The Royal Thai Government (RTG), together with international agencies and non-governmental organizations, as well as government and private donors, have a long tradition of working together to address the protection, assistance and durable solutions needs of successive influxes of refugees from Cambodia, Laos, Vietnam, Myanmar and beyond.
UNHCR has been present in Thailand since 1975, and won its second Nobel Peace Prize in 1981 in part for its humanitarian and non-political efforts in South East Asia arising from the “boat people” crisis which impacted not only Thailand but the entire region.
At present, Thailand continues to host some 99,000 refugees from Myanmar in the nine RTG run Temporary Shelters on the Thai/Myanmar border, in addition to 7000 urban refugees and asylum seekers from over 45 countries, and 490,000 persons registered by the RTG as stateless.
Today, the refugee and statelessness context in Thailand is much improved.
Since the signing of a Nationwide Ceasefire Agreement, successful national elections and continuing positive developments in South East Myanmar, one of the world’s most protracted refugee situations, offer real opportunities for safe and dignified voluntary return.
◆ ◆ ◆ ◆ ◆
* **Task goal**
Could you copy out the text on refugees in Thailand word for word, starting at "Since the signing" and ending at "dignified voluntary return."?
◆ ◆ ◆ ◆ ◆
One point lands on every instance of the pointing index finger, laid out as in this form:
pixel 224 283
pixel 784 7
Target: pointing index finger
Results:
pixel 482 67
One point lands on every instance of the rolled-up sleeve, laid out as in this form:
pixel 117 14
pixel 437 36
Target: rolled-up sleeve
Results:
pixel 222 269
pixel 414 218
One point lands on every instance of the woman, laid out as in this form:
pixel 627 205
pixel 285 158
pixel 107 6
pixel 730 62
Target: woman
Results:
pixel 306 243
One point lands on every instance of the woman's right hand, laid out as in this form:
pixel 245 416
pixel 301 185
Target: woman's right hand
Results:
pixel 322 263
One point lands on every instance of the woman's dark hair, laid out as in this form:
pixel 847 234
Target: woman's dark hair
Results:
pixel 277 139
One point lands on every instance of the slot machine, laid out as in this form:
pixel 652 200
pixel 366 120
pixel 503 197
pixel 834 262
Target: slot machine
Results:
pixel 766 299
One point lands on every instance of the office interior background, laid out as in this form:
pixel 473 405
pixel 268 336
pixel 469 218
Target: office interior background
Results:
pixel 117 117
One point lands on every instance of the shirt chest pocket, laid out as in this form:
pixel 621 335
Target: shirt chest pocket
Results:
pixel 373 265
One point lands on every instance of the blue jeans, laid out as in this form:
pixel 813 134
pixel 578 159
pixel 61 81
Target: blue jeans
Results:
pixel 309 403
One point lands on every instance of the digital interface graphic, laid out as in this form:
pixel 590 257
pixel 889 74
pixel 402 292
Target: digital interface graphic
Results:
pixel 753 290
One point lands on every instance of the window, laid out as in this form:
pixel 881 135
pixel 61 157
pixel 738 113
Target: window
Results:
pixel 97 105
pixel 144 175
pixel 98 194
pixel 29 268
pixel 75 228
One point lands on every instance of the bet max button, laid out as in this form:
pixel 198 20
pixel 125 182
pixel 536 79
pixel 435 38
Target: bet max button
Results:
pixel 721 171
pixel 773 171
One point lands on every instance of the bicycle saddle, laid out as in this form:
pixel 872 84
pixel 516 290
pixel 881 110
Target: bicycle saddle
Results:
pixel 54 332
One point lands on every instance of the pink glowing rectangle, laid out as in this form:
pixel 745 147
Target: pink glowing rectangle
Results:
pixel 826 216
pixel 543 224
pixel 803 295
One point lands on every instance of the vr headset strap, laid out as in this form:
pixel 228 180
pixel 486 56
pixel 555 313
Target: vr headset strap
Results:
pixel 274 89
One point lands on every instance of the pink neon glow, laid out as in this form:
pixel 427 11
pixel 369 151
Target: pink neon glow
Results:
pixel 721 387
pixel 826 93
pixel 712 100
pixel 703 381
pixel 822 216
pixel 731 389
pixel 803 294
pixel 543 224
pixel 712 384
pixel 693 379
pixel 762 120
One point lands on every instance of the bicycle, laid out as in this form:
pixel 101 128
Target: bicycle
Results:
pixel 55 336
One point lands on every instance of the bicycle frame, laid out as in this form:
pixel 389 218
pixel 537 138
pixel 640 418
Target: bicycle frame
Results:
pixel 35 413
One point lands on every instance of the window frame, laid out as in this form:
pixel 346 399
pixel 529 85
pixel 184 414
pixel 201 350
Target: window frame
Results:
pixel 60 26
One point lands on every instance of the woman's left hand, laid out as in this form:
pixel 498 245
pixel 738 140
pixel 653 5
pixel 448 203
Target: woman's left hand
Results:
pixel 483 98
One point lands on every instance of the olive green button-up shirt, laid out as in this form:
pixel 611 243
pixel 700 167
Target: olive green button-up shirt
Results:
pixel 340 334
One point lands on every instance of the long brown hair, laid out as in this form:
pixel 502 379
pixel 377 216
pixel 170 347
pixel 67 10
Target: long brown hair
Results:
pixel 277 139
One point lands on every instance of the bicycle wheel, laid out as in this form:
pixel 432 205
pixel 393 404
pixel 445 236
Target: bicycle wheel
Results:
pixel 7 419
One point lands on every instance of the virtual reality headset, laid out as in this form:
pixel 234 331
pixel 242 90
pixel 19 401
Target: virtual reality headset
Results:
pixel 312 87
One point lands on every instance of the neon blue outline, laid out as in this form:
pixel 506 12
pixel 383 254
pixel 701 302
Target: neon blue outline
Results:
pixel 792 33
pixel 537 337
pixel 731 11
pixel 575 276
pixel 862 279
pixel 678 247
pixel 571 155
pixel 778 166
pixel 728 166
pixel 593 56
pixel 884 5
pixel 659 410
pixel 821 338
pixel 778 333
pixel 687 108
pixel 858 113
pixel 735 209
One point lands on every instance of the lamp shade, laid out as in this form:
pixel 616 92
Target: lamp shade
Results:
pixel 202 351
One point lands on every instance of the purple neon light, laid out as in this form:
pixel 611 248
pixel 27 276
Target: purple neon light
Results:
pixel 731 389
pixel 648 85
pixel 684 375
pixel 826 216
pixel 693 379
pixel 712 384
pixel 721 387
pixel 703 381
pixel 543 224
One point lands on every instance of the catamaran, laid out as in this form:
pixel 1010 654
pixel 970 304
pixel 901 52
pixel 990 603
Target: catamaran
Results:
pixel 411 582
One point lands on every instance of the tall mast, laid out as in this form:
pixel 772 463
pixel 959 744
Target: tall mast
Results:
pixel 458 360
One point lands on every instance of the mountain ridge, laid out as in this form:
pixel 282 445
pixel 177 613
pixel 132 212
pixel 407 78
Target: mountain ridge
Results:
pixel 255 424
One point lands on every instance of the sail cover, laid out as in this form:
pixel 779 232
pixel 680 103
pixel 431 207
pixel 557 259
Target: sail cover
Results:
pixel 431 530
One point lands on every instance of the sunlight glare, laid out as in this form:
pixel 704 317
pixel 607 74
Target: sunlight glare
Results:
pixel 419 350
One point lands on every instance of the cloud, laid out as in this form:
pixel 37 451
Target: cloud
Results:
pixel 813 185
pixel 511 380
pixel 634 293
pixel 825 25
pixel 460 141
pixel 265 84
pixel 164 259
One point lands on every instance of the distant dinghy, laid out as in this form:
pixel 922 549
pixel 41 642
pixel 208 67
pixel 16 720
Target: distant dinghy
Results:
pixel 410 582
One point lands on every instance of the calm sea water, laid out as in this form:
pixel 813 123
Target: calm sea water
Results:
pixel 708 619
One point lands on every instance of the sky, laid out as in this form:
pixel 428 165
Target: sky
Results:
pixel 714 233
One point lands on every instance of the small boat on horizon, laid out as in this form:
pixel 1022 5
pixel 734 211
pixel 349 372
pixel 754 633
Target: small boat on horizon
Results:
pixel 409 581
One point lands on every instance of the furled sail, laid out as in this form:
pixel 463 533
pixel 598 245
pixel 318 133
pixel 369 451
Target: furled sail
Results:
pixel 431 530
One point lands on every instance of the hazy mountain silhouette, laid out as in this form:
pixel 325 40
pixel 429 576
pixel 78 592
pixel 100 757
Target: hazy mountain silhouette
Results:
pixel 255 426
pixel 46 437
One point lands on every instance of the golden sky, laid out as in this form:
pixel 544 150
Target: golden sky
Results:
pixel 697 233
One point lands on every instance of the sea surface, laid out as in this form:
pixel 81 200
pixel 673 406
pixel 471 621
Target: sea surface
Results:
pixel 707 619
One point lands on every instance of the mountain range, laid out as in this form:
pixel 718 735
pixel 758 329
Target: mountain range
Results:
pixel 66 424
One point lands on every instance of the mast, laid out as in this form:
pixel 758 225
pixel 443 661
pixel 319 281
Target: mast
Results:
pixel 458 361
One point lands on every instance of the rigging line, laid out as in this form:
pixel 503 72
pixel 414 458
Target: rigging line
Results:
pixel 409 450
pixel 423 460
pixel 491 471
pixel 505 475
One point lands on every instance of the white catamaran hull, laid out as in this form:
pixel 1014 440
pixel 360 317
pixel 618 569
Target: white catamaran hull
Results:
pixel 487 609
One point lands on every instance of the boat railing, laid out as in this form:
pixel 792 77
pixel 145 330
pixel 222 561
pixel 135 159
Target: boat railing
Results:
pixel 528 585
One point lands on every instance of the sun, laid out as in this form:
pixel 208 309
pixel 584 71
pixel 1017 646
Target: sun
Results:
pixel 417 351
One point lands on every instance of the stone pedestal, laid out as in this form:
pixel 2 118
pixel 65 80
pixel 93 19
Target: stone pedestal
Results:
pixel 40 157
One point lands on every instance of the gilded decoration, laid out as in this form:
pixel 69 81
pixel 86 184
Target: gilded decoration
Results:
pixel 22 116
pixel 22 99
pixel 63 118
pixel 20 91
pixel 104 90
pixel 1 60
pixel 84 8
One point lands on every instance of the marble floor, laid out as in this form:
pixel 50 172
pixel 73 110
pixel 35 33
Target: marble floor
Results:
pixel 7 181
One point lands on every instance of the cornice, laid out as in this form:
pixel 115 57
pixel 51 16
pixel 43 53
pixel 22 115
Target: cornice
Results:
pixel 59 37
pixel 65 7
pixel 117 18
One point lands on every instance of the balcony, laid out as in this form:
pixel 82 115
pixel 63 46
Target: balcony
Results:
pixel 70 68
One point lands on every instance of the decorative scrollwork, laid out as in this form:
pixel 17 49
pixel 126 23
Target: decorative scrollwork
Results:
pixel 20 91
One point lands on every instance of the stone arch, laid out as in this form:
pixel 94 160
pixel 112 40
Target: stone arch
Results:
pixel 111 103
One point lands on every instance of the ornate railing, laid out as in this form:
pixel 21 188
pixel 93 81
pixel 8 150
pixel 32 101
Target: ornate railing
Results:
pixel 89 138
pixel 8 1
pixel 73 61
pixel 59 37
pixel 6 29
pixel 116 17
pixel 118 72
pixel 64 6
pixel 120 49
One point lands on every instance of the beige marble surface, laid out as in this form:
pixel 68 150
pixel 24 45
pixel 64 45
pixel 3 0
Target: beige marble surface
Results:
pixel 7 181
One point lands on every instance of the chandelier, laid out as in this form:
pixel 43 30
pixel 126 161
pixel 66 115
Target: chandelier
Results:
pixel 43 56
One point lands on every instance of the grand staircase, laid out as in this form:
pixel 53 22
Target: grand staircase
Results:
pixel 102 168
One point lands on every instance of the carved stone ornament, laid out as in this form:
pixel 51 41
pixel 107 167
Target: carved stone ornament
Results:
◆ ◆ ◆ ◆ ◆
* **Reply**
Since the signing of a Nationwide Ceasefire Agreement, successful national elections and continuing positive developments in South East Myanmar, one of the world’s most protracted refugee situations, offer real opportunities for safe and dignified voluntary return.